- _SOBRE A TAREFA_:
Responda às perguntas com base no trecho sobre Paulo José.
(a) Em que cidade e em que ano ele criou o Teatro de Equipe?
(b) Com qual peça ele ganhou o Prêmio Molière em 1987?
(c) Em que ano ele entrou na TV Globo?

- _TRECHO DO DOCUMENTO_:
Paulo se descobriu artista em Bagé, no colégio dos padres salesianos, aos 10 anos. Nascido em 10 de março de 1937, em Lavras do Sul (RS), ele criou o Teatro de Equipe, com Paulo Cesar Pereio, Lilian Lemmertz e Itala Nandi, em Porto Alegre, em 1955. Ator amador, fez vestibular para medicina e arquitetura, mas decidiu-se pelos palcos.
O jovem artista se mudou para São Paulo nos anos 1960. Foi de tudo no Teatro de Arena: figurinista, ator, contrarregra, diretor musical, produtor. Em 1961, estreava nos palcos paulistanos com “Testamento de um cangaceiro”, de Chico de Assis.
Paulo José resistiu à ditadura militar com sua arte, ao lado dos companheiros de geração e de sua mulher na época, Dina Sfat. Dirigiu e atuou na montagem carioca de “Arena conta Zumbi”, fez Brecht (“Os fuzis da senhora Carrar”), Maquiavel (“A mandrágora”) e Gianfrancesco Guarnieri (“O filho do cão”). Ganhou o Prêmio Molière em 1987 com a peça “Delicadas torturas”, de Harry Kondoleon.
A feliz parceria com a trupe mineira do Grupo Galpão, iniciada em 2002, rendeu montagens memoráveis de “O inspetor geral” (2003) e “Um homem é um homem” (2005), entre outros projetos. “Tem gente que monta peça e tem gente que faz teatro. O Galpão faz teatro”, afirmou, certa vez.
Ele também dirigiu as peças “Um navio no espaço” (2009), com a filha Ana Kutner, e “Histórias de amor líquido” (2011), com Ana e a outra filha, Bel.
A televisão fez de Paulo José um artista popular. Ingressou na TV Globo em 1969, atuando em “Véu de noiva”, novela de sucesso de Janete Clair. Em 1970, foi o cafajeste Samuca de “Assim na terra como no céu”, de Dias Gomes.

Registros salvos
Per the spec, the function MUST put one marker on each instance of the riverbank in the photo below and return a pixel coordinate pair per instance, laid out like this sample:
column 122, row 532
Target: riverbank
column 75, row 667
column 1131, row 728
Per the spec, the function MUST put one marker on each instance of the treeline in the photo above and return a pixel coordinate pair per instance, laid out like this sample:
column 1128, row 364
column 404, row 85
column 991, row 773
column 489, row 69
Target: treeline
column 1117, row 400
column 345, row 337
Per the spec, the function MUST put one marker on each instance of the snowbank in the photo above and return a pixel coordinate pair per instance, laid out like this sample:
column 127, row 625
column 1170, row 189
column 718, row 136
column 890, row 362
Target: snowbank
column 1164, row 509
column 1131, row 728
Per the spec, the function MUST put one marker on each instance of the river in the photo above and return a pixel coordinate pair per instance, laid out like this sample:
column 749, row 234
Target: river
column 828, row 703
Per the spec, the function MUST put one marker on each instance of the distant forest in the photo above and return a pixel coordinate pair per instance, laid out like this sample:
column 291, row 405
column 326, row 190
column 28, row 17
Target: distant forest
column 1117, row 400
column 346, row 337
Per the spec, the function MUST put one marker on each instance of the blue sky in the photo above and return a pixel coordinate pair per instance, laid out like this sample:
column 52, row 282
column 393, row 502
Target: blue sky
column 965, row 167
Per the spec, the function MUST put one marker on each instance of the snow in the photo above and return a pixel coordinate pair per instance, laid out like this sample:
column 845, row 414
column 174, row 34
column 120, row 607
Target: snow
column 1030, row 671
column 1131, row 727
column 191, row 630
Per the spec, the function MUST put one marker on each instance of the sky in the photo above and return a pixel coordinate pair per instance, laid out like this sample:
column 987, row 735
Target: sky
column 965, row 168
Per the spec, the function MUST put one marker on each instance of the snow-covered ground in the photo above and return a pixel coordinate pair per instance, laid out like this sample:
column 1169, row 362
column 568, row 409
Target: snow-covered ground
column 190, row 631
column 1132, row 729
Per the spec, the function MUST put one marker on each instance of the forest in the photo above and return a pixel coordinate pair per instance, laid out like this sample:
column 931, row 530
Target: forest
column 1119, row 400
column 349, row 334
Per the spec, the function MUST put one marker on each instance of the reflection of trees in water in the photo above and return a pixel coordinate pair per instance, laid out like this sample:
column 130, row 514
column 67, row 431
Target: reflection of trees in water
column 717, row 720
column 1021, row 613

- _RESPOSTA DA TAREFA_:
(a) Em Porto Alegre, em 1955.
(b) Com "Delicadas torturas", de Harry Kondoleon.
(c) Em 1969.